The Whitley Bay butcher who broke the glass ceiling

Kathryn Meadows of Whitley Bay’s Nicholson’s Butchers talks to High Life North about the necessity of innovation, women in the meat industry and ensuring sustainability.

Earlier this month, Whitley Bay’s Nicholson’s Butchers showcased their talents on the national stage as they won big at the Smithfield Awards at a ceremony in London.

The butchers scooped Gold awards for their Spanish Chicken and Chorizo Pie & Northumbrian Slow Cooked Beef Stroganoff Pie – the highest possible rating from the Guild, alongside 2 Silver awards for their Northumbrian Dry Aged Sirloin Steak and Homemade Pork Sausage.

The Butchers in Park View was founded by Charles Nicholson 110 years ago and the family-run business is still thriving four generations later with Kathryn Meadows at the helm.

The great-granddaughter of Charles Nicholson helped her Father and Grandfather at the butchers as a young girl and instantly developed a passion for the meat industry.

She subsequently went to university and got a degree in Food Science before working for big food manufacturers and retail companies. However, Meadows felt like she was just a “small cog in a big machine” and wanted something more fulfilling and to not have to “answer 600 questions before doing something.”

Therefore, in 2012, she returned to the family business to re-learn the specific trade and operations before taking over from her now semi-retired father.

## RECORDED DATA:
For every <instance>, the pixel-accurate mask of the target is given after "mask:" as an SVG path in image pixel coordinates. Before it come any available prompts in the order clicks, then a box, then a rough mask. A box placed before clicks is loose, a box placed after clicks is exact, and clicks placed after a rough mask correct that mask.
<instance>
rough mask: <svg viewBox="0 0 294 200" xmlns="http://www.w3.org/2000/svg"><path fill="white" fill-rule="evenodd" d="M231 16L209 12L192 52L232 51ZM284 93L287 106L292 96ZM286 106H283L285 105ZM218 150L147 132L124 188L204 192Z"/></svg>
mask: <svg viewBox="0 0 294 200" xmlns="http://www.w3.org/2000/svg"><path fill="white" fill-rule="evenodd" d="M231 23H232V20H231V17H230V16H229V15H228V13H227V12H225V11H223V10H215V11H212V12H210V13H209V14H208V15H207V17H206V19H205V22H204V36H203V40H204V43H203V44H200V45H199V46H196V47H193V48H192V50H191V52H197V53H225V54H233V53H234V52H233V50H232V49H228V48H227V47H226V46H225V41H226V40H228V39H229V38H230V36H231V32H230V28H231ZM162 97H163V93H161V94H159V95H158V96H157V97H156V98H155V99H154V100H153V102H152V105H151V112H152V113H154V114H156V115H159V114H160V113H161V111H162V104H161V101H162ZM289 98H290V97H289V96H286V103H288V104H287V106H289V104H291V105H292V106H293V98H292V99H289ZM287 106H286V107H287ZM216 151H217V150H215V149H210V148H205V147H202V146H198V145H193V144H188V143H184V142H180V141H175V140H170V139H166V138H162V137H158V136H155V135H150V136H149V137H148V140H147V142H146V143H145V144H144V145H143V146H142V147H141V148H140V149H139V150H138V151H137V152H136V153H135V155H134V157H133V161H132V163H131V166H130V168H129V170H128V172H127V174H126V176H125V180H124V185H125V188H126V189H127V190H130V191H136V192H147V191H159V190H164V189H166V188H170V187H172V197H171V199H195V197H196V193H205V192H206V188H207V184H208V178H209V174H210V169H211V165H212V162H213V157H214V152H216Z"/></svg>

## TASK TO CARRY OUT:
Answer these questions using the article about Nicholson's Butchers:
(a) Which two pies won Gold awards at the Smithfield Awards?
(b) Who founded the butchers, and how many years ago?
(c) In what year did Kathryn Meadows return to the family business?

## RESULT OF THIS TASK:
(a) The Spanish Chicken and Chorizo Pie and the Northumbrian Slow Cooked Beef Stroganoff Pie.
(b) Charles Nicholson founded it 110 years ago.
(c) 2012.